(STATED PROBLEM 1):
Count the lines in the listing below that contain the string "police", treating case as significant, and reply with the number alone.

········

Table of Contents

Chapter 1. Introduction

A drawing of an upside-down tree, mostly black and white but with a little bit of green.

The DOM, parsing, and serialization

The Document Object Model (DOM) is a representation of a document as a tree of nodes. Some kinds of nodes can have child nodes (thus forming a tree).

These are the different kinds of nodes that the HTML parser can produce, and which nodes they are allowed to have as children, if any:

Document
The root node. Allowed children: Comment, DocumentType, Element
DocumentType
The doctype (e.g., <!doctype html>). No children.
Element
An element (e.g., <p>Hello</p>). Allowed children: Element, Text, Comment.
DocumentFragment
Used when parsing templates. Allowed children: Element, Text, Comment.
Text
A text node (e.g., Hello). No children.
Comment
A comment (e.g., <!-- hello -->). No children.

Nodes can also have certain properties; for example:

The DOM also includes APIs to traverse and mutate the tree with script. For example, the divElement.remove() method removes a node from its parent, footerElement.append(div) inserts divElement into footerElement as the last child. This is discussed in Chapter 4. Scripting complications.

Parsing HTML means to turn a string of characters (the markup) into a DOM tree.

········

(STATED PROBLEM 2):
Using the DOM introduction, explain in one to three sentences why the Document Object Model takes the form of a tree.

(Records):
········

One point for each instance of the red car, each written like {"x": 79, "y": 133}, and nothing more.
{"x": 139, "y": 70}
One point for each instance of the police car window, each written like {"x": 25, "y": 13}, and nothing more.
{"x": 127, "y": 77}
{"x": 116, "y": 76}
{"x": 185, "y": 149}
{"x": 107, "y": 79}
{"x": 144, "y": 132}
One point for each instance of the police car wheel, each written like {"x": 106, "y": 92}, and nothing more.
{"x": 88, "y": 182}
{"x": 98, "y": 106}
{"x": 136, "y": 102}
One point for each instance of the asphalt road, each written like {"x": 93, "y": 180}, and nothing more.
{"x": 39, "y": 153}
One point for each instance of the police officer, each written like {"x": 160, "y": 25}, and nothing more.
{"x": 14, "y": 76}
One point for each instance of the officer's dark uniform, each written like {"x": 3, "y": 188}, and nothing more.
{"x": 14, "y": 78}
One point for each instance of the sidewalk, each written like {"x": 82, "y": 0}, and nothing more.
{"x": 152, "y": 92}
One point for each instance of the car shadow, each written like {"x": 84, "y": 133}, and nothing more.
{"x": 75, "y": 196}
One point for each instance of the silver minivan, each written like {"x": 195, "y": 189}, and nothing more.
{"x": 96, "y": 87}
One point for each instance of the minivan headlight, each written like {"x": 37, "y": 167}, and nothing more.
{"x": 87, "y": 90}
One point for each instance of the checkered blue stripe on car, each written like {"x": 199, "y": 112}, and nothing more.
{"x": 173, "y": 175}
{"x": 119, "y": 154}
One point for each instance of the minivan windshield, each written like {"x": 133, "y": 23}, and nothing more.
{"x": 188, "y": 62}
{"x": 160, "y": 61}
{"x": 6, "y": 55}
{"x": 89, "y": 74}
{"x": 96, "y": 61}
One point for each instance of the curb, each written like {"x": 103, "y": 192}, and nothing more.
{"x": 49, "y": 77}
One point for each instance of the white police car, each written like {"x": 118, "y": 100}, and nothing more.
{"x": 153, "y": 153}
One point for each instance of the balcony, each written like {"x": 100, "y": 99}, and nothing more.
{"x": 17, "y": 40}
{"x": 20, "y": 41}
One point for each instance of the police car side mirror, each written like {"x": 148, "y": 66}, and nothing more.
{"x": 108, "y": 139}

········

(FINAL ANSWER 1):
5

(FINAL ANSWER 2):
The Document Object Model represents a document as a tree of nodes because some kinds of nodes can have child nodes. Those parent-child links between nodes are what form the tree.